--- 简短题目 ---
请改写下面各行，把其中的"photo"一律换成"image"，其余内容保持不变。答案中不要附图片。

◇ ◇ ◇

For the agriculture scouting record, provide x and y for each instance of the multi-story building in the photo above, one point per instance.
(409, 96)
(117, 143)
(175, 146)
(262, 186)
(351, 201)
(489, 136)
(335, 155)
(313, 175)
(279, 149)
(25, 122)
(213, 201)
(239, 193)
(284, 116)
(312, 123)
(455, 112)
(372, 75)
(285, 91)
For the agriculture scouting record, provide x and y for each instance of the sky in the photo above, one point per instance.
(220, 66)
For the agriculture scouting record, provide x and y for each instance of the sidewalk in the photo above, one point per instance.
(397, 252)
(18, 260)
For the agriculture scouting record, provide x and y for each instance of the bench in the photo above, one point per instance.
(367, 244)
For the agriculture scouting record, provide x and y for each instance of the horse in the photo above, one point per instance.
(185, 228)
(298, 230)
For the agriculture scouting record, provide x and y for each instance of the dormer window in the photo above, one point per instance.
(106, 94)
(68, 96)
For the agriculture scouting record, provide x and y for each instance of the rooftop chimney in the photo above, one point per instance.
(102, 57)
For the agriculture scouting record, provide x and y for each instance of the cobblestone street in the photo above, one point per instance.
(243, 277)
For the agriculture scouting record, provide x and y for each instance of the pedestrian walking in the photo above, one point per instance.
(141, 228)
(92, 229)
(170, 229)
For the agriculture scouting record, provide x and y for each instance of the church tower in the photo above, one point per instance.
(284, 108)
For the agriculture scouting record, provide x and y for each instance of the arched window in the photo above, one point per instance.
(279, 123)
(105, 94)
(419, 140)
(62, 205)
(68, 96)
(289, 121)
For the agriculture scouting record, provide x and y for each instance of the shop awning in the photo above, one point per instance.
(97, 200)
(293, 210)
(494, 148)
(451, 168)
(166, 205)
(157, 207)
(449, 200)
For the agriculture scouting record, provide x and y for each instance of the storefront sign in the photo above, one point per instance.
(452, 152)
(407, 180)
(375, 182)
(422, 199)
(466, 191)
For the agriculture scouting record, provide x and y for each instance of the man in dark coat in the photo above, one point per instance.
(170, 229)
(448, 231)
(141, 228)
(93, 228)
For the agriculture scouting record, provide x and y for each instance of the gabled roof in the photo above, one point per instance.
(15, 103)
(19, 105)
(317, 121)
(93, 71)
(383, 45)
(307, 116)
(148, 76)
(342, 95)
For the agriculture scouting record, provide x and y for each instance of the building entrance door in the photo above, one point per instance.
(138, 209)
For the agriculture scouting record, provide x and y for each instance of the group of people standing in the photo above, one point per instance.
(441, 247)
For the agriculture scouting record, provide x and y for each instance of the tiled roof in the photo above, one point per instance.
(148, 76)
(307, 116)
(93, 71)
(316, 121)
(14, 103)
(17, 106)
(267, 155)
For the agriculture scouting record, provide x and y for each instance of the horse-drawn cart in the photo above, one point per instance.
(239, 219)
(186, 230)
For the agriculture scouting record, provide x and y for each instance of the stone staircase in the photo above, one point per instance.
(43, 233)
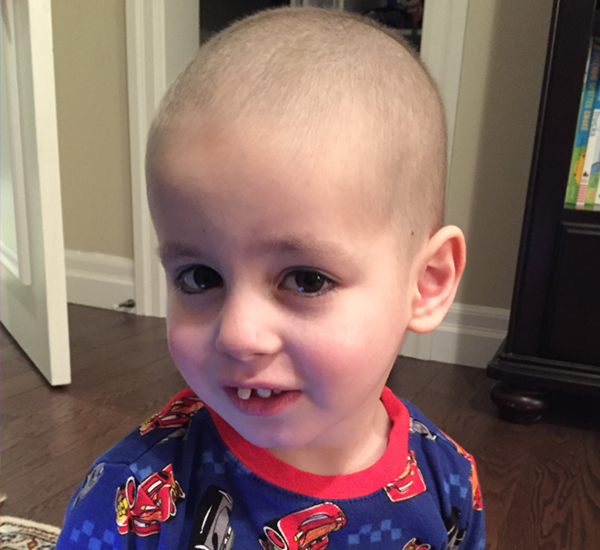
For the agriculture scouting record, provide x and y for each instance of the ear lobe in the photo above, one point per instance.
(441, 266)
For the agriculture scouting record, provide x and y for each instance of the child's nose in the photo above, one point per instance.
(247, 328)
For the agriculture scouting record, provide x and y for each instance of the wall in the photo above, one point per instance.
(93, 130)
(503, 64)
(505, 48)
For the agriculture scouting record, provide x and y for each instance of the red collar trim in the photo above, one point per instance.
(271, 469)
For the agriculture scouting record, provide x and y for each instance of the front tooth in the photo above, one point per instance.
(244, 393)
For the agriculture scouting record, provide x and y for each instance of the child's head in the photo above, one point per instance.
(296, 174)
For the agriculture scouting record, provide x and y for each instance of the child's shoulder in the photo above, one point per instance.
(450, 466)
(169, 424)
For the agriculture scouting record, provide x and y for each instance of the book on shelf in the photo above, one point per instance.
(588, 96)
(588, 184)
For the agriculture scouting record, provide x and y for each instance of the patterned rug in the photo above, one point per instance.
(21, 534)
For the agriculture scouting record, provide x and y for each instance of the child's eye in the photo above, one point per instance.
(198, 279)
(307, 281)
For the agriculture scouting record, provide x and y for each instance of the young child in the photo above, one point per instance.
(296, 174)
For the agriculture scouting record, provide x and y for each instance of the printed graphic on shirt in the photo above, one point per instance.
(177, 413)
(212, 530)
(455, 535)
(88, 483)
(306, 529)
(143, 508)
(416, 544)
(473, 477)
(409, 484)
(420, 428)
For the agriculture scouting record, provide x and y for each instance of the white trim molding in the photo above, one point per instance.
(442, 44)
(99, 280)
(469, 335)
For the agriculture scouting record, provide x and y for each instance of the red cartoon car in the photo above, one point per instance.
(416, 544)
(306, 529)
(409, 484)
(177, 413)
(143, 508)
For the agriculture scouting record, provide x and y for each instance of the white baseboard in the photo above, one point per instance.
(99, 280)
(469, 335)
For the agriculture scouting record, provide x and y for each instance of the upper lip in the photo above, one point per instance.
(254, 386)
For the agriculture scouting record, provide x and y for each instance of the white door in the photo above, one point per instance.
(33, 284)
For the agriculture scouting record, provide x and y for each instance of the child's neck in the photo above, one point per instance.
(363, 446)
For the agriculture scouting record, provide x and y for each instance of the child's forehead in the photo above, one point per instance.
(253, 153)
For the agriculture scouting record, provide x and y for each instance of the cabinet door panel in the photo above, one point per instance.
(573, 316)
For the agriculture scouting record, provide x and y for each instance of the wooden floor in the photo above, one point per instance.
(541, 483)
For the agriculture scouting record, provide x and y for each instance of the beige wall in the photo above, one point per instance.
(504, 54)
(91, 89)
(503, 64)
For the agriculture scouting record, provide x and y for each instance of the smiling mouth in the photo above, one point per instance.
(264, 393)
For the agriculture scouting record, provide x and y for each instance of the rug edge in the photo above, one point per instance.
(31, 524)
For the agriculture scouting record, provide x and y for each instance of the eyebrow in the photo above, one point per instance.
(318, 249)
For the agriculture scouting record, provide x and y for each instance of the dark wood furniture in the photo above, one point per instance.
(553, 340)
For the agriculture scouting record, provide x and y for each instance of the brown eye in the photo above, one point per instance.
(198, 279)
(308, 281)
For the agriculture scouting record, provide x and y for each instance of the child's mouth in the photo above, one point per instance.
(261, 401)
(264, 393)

◇ ◇ ◇

--- 参考答案 ---
For the agriculture scouting record, provide x and y for each instance of the multi-story building in the image above, one point per instance.
(409, 96)
(117, 143)
(175, 146)
(262, 186)
(351, 201)
(489, 136)
(335, 155)
(313, 175)
(279, 149)
(25, 122)
(213, 201)
(239, 193)
(284, 116)
(312, 123)
(455, 112)
(372, 75)
(285, 91)
For the agriculture scouting record, provide x and y for each instance of the sky in the image above, one point per instance.
(220, 66)
For the agriculture scouting record, provide x and y for each instance of the sidewalk in the image above, one point per instance.
(397, 252)
(18, 260)
For the agriculture scouting record, provide x and y for each instance of the bench in the image above, one point per instance.
(367, 244)
For the agriculture scouting record, provide x and y for each instance of the horse in the image above, one point per instance.
(185, 228)
(298, 230)
For the agriculture scouting record, provide x and y for each instance of the dormer window in the image above, one point per instance.
(106, 94)
(68, 96)
For the agriculture scouting record, provide x and y for each instance of the rooftop chimney in the image above, one point per instance.
(102, 57)
For the agriculture scouting record, provide x and y for each instance of the cobblestone street in the image above, one point per instance.
(243, 277)
For the agriculture scouting record, provide x and y for each instance of the pedestrian walking in the image above, one point per instance.
(141, 228)
(92, 229)
(170, 229)
For the agriculture scouting record, provide x and y for each instance of the church tower in the image above, one point per instance.
(284, 108)
For the agriculture scouting record, provide x and y for each instance of the arched window in the image above, one point per instance.
(279, 123)
(105, 94)
(419, 140)
(62, 205)
(68, 96)
(289, 121)
For the agriculture scouting record, provide x and y for each instance of the shop awning in the image above, one point per instance.
(97, 200)
(293, 210)
(494, 148)
(451, 168)
(166, 205)
(157, 207)
(449, 200)
For the agriculture scouting record, provide x and y for each instance of the storefront sign in the image above, one point per instance.
(452, 152)
(407, 180)
(375, 182)
(422, 199)
(466, 191)
For the agriculture scouting record, provide x and y for each instance of the man in dark coat in the image above, one point per instance.
(170, 229)
(448, 231)
(141, 228)
(93, 228)
For the agriculture scouting record, provide x and y for each instance of the gabled roof in the image above, one point per instance.
(15, 103)
(19, 105)
(317, 121)
(93, 71)
(383, 45)
(307, 116)
(148, 76)
(342, 95)
For the agriculture scouting record, provide x and y for each instance of the building entrance door in the image above, one point per instance.
(138, 209)
For the agriculture scouting record, provide x and y for each instance of the group of people standing in the image above, one point per instance.
(441, 247)
For the agriculture scouting record, provide x and y for each instance of the tiled roof in the image above, one point per instance.
(148, 76)
(307, 116)
(93, 71)
(316, 121)
(14, 103)
(17, 106)
(267, 155)
For the agriculture scouting record, provide x and y for each instance of the horse-drawn cart in the image above, one point per instance.
(239, 219)
(186, 230)
For the agriculture scouting record, provide x and y for each instance of the stone staircase in the image above, one point per instance.
(43, 233)
For the agriculture scouting record, provide x and y for each instance of the ear lobe in the image above, one point per instance.
(441, 266)
For the agriculture scouting record, provide x and y for each instance of the child's nose in the image above, one point per instance.
(247, 328)
For the agriculture scouting record, provide x and y for each instance of the wall in the image above, one point per instance.
(93, 130)
(503, 64)
(505, 48)
For the agriculture scouting record, provide x and y for each instance of the red collar trim in the image above, one point per instance.
(271, 469)
For the agriculture scouting record, provide x and y for each instance of the front tooth in the image above, one point per instance.
(244, 393)
For the agriculture scouting record, provide x and y for each instance of the child's head in the image above, one point per instance.
(296, 174)
For the agriculture scouting record, provide x and y for each instance of the child's shoulder in the image above, one point per instance.
(450, 466)
(169, 424)
For the agriculture scouting record, provide x and y for each instance of the book on shelf in the image above, one point per instance.
(588, 96)
(588, 184)
For the agriculture scouting record, provide x and y for each instance of the patterned rug in the image above, one point per instance.
(21, 534)
For the agriculture scouting record, provide x and y for each instance of the child's eye in the image above, one point per instance.
(198, 279)
(307, 281)
For the agriculture scouting record, provide x and y for each instance of the young child in the image above, one point per instance.
(296, 174)
For the agriculture scouting record, provide x and y for each instance of the printed graphic on shirt in the image above, one point per instance.
(177, 413)
(212, 530)
(455, 535)
(88, 483)
(306, 529)
(143, 508)
(416, 544)
(473, 477)
(409, 484)
(420, 428)
For the agriculture scouting record, provide x and y for each instance of the white trim molding in the image above, one point per instance.
(442, 44)
(99, 280)
(469, 335)
For the agriculture scouting record, provide x and y for each instance of the red cartoon car in the image above, one point per instance.
(416, 544)
(306, 529)
(409, 484)
(177, 413)
(143, 508)
For the agriculture scouting record, provide x and y for each instance of the white baseboard in the image above, one point per instance.
(99, 280)
(469, 335)
For the agriculture scouting record, provide x and y for each instance of the upper lip in the image above, one point per instance.
(254, 386)
For the agriculture scouting record, provide x and y for each instance of the white door in the image above, one point per instance.
(33, 284)
For the agriculture scouting record, provide x and y for each instance of the child's neck in the image above, one point per instance.
(363, 446)
For the agriculture scouting record, provide x and y for each instance of the child's forehead in the image above, one point per instance.
(253, 153)
For the agriculture scouting record, provide x and y for each instance of the cabinet door panel in the image above, one point per instance.
(573, 316)
For the agriculture scouting record, provide x and y for each instance of the wooden floor in the image above, one point per instance.
(541, 483)
For the agriculture scouting record, provide x and y for each instance of the beige wall in the image above, one point per instance.
(504, 54)
(91, 89)
(503, 64)
For the agriculture scouting record, provide x and y for each instance of the smiling mouth in the image above, one point per instance.
(264, 393)
For the agriculture scouting record, provide x and y for each instance of the rug edge in the image above, one point per instance.
(31, 524)
For the agriculture scouting record, provide x and y for each instance of the eyebrow in the image above, one point per instance.
(318, 249)
For the agriculture scouting record, provide x and y for each instance of the dark wood furniture in the image above, one point per instance.
(553, 340)
For the agriculture scouting record, provide x and y for each instance of the brown eye in the image above, one point per instance.
(198, 279)
(308, 281)
For the agriculture scouting record, provide x and y for each instance of the child's mouth in the image above, one point per instance.
(261, 401)
(264, 393)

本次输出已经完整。